● Given records:
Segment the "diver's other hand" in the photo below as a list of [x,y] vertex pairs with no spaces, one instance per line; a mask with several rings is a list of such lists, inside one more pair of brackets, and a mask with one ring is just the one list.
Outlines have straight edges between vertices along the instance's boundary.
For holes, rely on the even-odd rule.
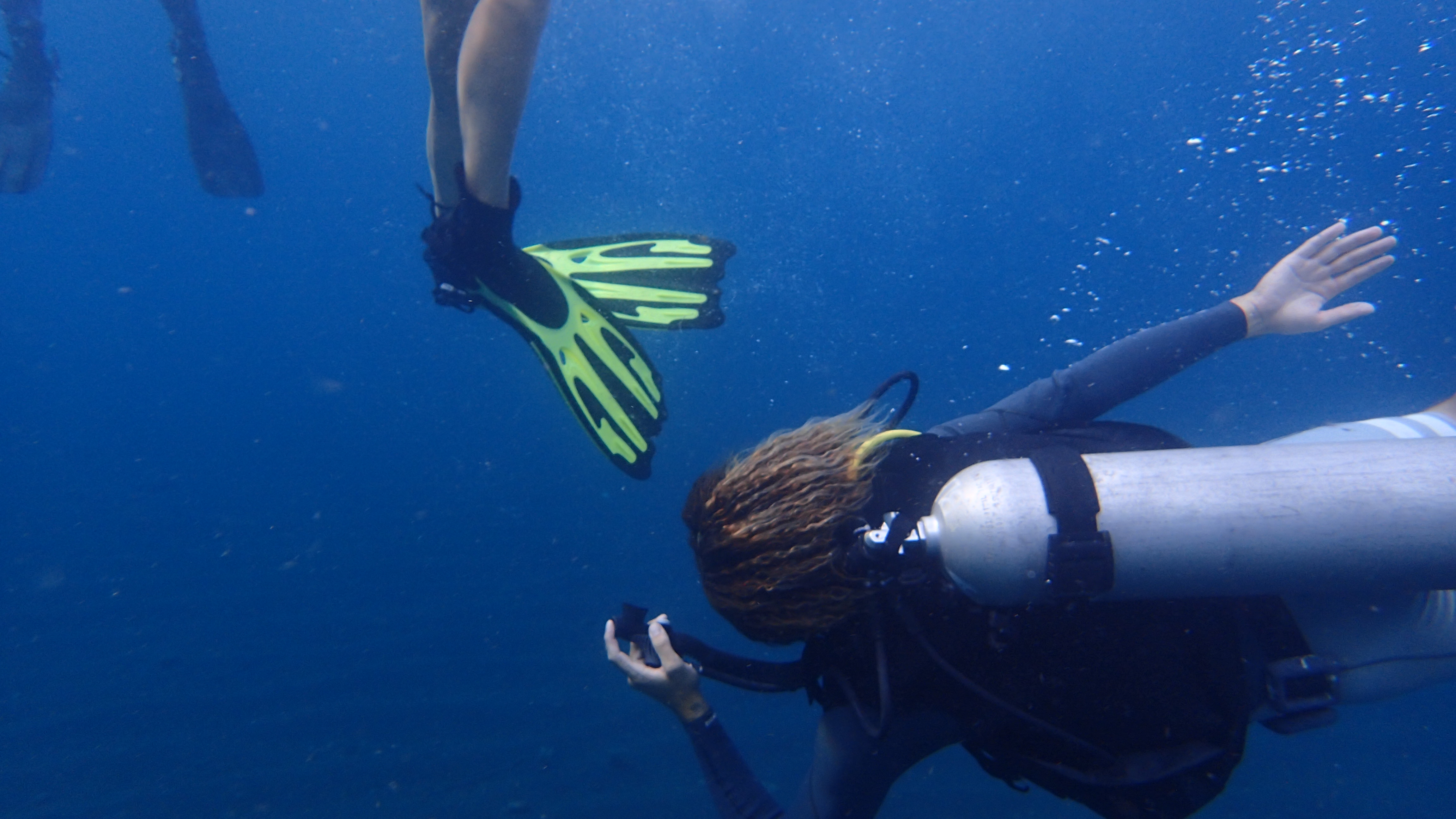
[[610,619],[603,641],[607,644],[607,660],[622,669],[628,678],[628,685],[646,694],[652,700],[667,705],[677,714],[678,720],[690,723],[708,713],[708,701],[697,691],[697,669],[683,662],[683,657],[673,650],[673,641],[662,628],[665,615],[658,615],[646,627],[646,634],[652,640],[661,667],[651,667],[642,662],[642,650],[632,646],[630,654],[623,654],[617,646],[617,627]]
[[1395,264],[1386,255],[1395,236],[1379,227],[1366,227],[1345,236],[1345,223],[1337,222],[1284,256],[1264,278],[1233,303],[1248,319],[1248,338],[1278,332],[1294,335],[1328,329],[1374,312],[1369,302],[1353,302],[1324,309],[1325,303],[1366,278]]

● Given request: Render every line of the entries above as a numbered list, skipping blank lines and leaving out the pictures.

● Task response:
1. Segment the "diver's other hand" in the photo below as a list of [x,y] vertex pairs with no spaces, one instance per line; a mask with several rings is a list of such lists, inside one more pair of brackets, and a mask with one ring is just the one list.
2. Outlines have straight edges between vertices along the instance's boundary.
3. For holes, rely on the even-odd rule.
4. [[610,619],[603,641],[607,644],[607,660],[622,669],[628,678],[628,685],[646,694],[652,700],[667,705],[677,714],[678,720],[690,723],[708,713],[708,701],[697,691],[697,669],[683,662],[683,657],[673,650],[673,641],[662,628],[665,615],[658,615],[646,627],[646,634],[652,640],[661,667],[651,667],[642,662],[642,650],[632,646],[630,654],[623,654],[617,646],[617,627]]
5. [[1395,264],[1386,255],[1395,236],[1379,227],[1366,227],[1345,236],[1345,223],[1337,222],[1284,256],[1264,278],[1233,303],[1248,319],[1248,338],[1278,332],[1294,335],[1328,329],[1374,312],[1369,302],[1353,302],[1324,309],[1325,303],[1366,278]]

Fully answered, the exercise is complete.